TOPLUMDA ÇOCUK DEDİĞİN NEDİR?
Bu yazımızda ailelerin en değerli varlıkları olan hatta bulundukları toplumun geleceği ve sürdürülebilirliği için büyük bir öneme sahip olan çocuklardan ve onların rollerinden bahsedeceğiz.
TOPLUMDA ÇOCUĞA VERİLEN ÖNEM NASIL DEĞİŞİM GÖSTERMİŞTİR?
Geleneksel Türk toplumunda çocuksuz ev düşünülemez. Evlilik çocuk sahibi olmakla eşdeğer görülür. Hatta çocuk sahibi olmamak evin bir eksikliği olarak söz edilir ve bu durumun sorumlusu kadın olarak görülebilir. Bu eksikliği gidermek için aileler koca karı ilaçları, türbe ziyaretleri vb. gibi tüm yollara başvurur. Ayrıca erkek çocuğa sahip olmak ayrıcalık ve zorunluluk olarak görülmektedir. Eğer çocuk kız olursa bunun sorumlusu da kadındır. Bu anlayıştan ötürü çocuğun erkek olması için de koca karı ilaçları, türbe ziyaretleri, adaklar vb. gibi yöntemlere başvururlar.
Gebelikte sağlıklı çocuğa sahip olmak, çocuğun büyüme ve gelişimi ile ilgili sorunlar için doktorlardan önce “geleneksel önlemler ve yöntemler” tercih edilir. Örneğin konuşmasında gecikme olan bir çocuğa muska yazdırılır. Tıbbi yollar sonraki çare olarak görülebilir. Çocuğu nazardan koruyucu tedbirler de alınır. Çocuk doğduktan sonra “Çocuk görme” ziyaretlerine gidilir. Anne ve çocuk için hediyeler alınır. Geleneksel Türk toplumunda çocuklar sevilir, öpülür, korunur; çocuklara ninni okunur. Büyüklerin yanında anne babaların çocuklarını sevmesi ayıplanır. Çocukları yalnız anne-baba değil tüm köy yetişkinlerinin terbiye etme hakkı vardır. Yaramaz çocuklar babayla, cinlerle, doktor ve polisle korkutulur. Geleneksel Türk toplumunda çocuklar çoğunlukla korkutularak, sindirilerek büyütülür; çocukların merakları ve özgür davranışları engellenir. Uslu, söz dinler olmaları girişken olmalarından önde tutulur.

■ Kısa alıştırma A: Aşağıdaki etiketli nokta satırlarının hepsini, boş satırları atlayarak numaralı bir liste olarak çıkar.
Metin ile satırlar birbirinden ayrı malzemelerdir.

(Etiketli nokta kayıtları)

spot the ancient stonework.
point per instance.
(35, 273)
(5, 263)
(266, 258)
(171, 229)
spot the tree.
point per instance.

■ Kısa alıştırma B: Geleneksel Türk toplumunda çocuğa verilen önemi anlatan metni kaldığı yerden sürdürerek yaz.

■ Yazılı cevap A:
1. spot the ancient stonework.
2. point per instance.
3. (35, 273)
4. (5, 263)
5. (266, 258)
6. (171, 229)
7. spot the tree.
8. point per instance.

■ Yazılı cevap B:
Kız çocuklarının erken yaşta (10-12 yaş) yaşıtları erkek çocuklar gibi sokakta oynaması, okula gitmesi hoş karşılanmaz; evde oturması istenir. Hatta kız çocukları, temel eğitime gönderilmez veya eğitimi bitmeden okuldan alınabilirken küçük çocuklar ve özellikle erkek çocuklar üzerinde denetim zayıftır. Fark edildiği üzere Geleneksel Türk toplumunda çocuklar arasında bile cinsiyet ayrımcılığı söz konusudur.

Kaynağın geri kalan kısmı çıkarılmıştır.